Pointing records
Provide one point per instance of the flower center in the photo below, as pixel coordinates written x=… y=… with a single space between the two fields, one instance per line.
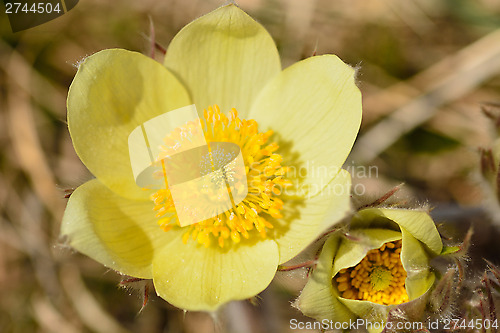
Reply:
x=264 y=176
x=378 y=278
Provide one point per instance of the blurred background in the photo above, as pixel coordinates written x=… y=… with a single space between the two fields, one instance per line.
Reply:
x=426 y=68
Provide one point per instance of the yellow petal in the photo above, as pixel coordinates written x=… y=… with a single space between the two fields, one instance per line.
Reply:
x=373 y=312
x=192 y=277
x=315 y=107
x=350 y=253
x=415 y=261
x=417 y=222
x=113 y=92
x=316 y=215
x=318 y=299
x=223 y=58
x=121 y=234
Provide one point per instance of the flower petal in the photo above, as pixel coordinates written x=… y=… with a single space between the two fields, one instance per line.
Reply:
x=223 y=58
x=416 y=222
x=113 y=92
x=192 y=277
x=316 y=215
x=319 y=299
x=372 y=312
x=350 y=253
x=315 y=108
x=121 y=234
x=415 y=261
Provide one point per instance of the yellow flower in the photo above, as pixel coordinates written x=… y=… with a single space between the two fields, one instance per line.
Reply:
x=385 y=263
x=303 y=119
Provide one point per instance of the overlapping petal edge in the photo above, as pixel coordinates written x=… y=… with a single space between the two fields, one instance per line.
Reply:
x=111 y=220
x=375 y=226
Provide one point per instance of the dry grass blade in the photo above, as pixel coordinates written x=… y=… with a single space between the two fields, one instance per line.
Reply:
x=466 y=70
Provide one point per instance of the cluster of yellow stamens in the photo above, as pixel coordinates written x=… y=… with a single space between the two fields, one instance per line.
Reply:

**Requirements**
Lay out every line of the rows above as a numbered list, skipping blank lines and leaving the pictures out.

**Answer to the task**
1. Provide one point per instance of the flower center in the photo below, as pixel coordinates written x=… y=… with a single space between the two fields, one instance per line.
2. Reply:
3. x=264 y=176
4. x=378 y=278
5. Provide one point per instance of the blurred background in the photo above, as pixel coordinates written x=… y=… with a single space between the two fields, one instance per line.
6. Reply:
7. x=426 y=68
8. Provide one point per instance of the yellow petal in the photo above, as pixel coordinates written x=… y=… with a single space between the two fields, one instance per line.
9. Reply:
10. x=373 y=312
11. x=192 y=277
12. x=315 y=107
13. x=350 y=253
14. x=415 y=261
15. x=417 y=222
16. x=113 y=92
17. x=316 y=215
18. x=318 y=299
19. x=223 y=58
20. x=121 y=234
21. Provide one point per instance of the flower petal in the photo above, as pixel coordinates written x=… y=… with a single space between the two fields, one instance per line.
22. Reply:
23. x=223 y=58
24. x=416 y=222
25. x=113 y=92
26. x=192 y=277
27. x=316 y=215
28. x=319 y=299
29. x=372 y=312
30. x=350 y=253
31. x=315 y=108
32. x=121 y=234
33. x=415 y=261
34. Provide one point per instance of the yellow flower in the photo above, as pixel coordinates written x=… y=… with a single space between the two fields, one instance per line.
35. Reply:
36. x=385 y=263
37. x=303 y=119
38. Provide one point per instance of the overlapping petal edge in the photo above, as pixel coordinates written x=… y=… with a single space between the two fields, one instance per line.
39. Reply:
40. x=111 y=220
41. x=375 y=226
42. Provide one point per instance of the dry grass blade in the photo above, as pixel coordinates written x=… y=… with a single space between the two fields, one instance per line.
43. Reply:
44. x=466 y=70
45. Provide one point per instance of the cluster of yellow stamens in the photo above, as pixel coordinates written x=… y=… with a single space between the two fields, one instance per line.
46. Reply:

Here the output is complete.